**** SUPPLIED ENTRIES

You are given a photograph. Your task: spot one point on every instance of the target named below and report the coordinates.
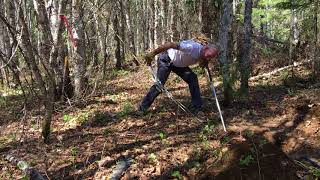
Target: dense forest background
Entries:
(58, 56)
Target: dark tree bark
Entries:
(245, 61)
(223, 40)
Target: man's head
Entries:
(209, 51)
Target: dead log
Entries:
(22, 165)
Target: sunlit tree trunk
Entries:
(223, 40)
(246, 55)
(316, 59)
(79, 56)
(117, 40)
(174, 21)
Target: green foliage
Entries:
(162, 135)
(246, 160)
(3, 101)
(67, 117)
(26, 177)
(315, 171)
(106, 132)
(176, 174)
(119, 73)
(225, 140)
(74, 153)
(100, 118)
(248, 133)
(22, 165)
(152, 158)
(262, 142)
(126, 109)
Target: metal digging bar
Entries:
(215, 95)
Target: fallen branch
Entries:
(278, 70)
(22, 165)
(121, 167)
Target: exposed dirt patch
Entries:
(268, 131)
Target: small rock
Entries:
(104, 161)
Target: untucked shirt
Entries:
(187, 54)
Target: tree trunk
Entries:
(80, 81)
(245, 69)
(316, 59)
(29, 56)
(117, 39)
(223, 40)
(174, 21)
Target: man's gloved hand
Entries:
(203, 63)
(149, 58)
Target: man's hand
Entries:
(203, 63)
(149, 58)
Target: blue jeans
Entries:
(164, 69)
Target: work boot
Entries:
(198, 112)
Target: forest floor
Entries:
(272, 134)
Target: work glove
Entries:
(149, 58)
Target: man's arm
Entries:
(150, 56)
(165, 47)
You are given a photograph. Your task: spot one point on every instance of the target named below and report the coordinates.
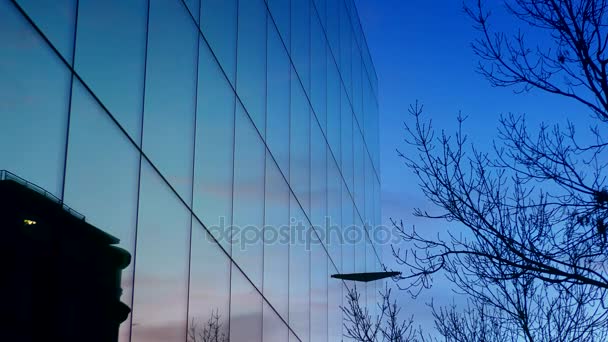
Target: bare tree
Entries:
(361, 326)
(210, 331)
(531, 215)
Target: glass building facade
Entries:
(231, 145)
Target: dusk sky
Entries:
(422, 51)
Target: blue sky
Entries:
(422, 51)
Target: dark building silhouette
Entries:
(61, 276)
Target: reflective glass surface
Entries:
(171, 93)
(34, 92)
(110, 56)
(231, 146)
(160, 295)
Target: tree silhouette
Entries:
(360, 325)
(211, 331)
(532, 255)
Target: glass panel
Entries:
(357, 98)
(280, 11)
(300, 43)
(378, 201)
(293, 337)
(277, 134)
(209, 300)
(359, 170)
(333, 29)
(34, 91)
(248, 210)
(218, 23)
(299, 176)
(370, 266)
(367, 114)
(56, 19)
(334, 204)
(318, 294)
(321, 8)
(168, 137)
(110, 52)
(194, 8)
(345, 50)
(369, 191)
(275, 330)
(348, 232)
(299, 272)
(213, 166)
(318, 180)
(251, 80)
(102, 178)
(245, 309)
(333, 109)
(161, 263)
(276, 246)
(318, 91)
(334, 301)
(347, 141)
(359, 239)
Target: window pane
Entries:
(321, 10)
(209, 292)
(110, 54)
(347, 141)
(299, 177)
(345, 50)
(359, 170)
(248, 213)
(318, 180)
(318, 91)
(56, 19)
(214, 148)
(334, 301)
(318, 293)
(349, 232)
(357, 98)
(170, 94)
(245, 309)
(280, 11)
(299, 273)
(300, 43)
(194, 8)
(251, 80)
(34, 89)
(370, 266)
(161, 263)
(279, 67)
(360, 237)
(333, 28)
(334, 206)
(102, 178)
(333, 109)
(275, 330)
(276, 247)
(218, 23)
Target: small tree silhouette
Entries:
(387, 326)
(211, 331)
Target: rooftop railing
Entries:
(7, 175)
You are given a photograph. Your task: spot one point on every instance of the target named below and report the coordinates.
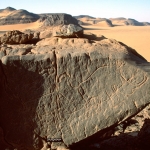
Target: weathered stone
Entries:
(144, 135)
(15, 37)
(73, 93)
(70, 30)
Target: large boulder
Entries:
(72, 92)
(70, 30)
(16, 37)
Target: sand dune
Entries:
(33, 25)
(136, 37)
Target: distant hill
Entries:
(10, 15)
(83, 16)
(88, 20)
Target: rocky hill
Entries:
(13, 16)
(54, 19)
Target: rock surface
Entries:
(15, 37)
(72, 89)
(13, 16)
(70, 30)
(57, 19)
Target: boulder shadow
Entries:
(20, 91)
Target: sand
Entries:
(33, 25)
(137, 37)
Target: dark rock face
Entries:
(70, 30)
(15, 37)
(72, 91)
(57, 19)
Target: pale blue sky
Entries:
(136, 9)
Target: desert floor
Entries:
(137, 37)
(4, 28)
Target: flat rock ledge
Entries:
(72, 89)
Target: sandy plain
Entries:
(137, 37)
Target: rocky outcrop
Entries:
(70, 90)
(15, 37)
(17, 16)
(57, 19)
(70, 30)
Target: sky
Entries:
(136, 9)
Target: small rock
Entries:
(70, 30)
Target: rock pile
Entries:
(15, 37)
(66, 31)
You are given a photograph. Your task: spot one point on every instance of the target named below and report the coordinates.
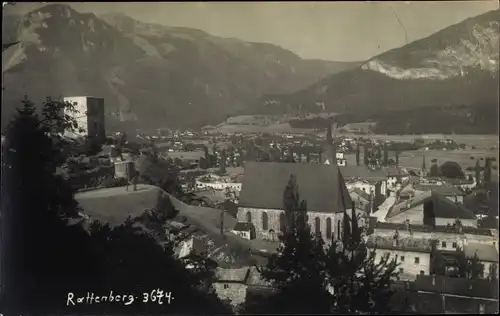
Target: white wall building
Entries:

********

**WHAT IS NEEDED:** Reproduce exactly, and only, the lines from the opening line of the listing above through the line holding "Target: glass panel", minus the pictures.

**SOLUTION FOR THIS EXERCISE:**
You are given a photograph. Your task: spot one point on every instance of the target named below and report the coordinates.
Target: dense forest background
Entries:
(58, 56)
Target: dark tree bark
Entries:
(245, 61)
(223, 40)
Target: man's head
Entries:
(209, 51)
Target: dead log
Entries:
(22, 165)
Target: sunlit tree trunk
Entries:
(223, 40)
(246, 55)
(316, 59)
(79, 56)
(117, 40)
(174, 21)
Target: green foliage
Entries:
(162, 135)
(246, 160)
(3, 101)
(67, 117)
(26, 177)
(315, 171)
(106, 132)
(176, 174)
(119, 73)
(225, 140)
(74, 153)
(100, 118)
(248, 133)
(22, 165)
(152, 158)
(262, 142)
(126, 109)
Target: metal digging bar
Entries:
(215, 95)
Target: fallen branch
Entries:
(278, 70)
(22, 165)
(121, 167)
Target: exposed dirt patch
Entries:
(268, 131)
Target: small rock
Entries:
(104, 161)
Target: untucked shirt
Entries:
(187, 54)
Target: tree trunk
Entries:
(80, 81)
(245, 69)
(316, 59)
(29, 56)
(117, 39)
(223, 40)
(174, 21)
Target: man's gloved hand
Entries:
(203, 63)
(149, 58)
Target: man's hand
Entries:
(203, 63)
(149, 58)
Target: blue jeans
Entries:
(164, 69)
Target: work boot
Entries:
(198, 112)
Target: forest floor
Entries:
(272, 134)
Target: work glove
Entries:
(149, 58)
Target: man's arm
Entries:
(150, 56)
(165, 47)
You are given a photograph. Your task: spot one point on every instance of the target named below and report the coordinates.
Target: bare tree
Entries:
(361, 326)
(210, 331)
(531, 215)
Target: glass building facade
Entries:
(231, 145)
Target: dusk sky
Entries:
(422, 51)
Target: blue sky
Entries:
(422, 51)
Target: dark building silhouette
Entries:
(61, 276)
Target: reflective glass surface
Entries:
(171, 93)
(34, 92)
(110, 56)
(231, 146)
(160, 295)
Target: tree silhouette
Entries:
(360, 325)
(211, 331)
(532, 255)
Target: glass panel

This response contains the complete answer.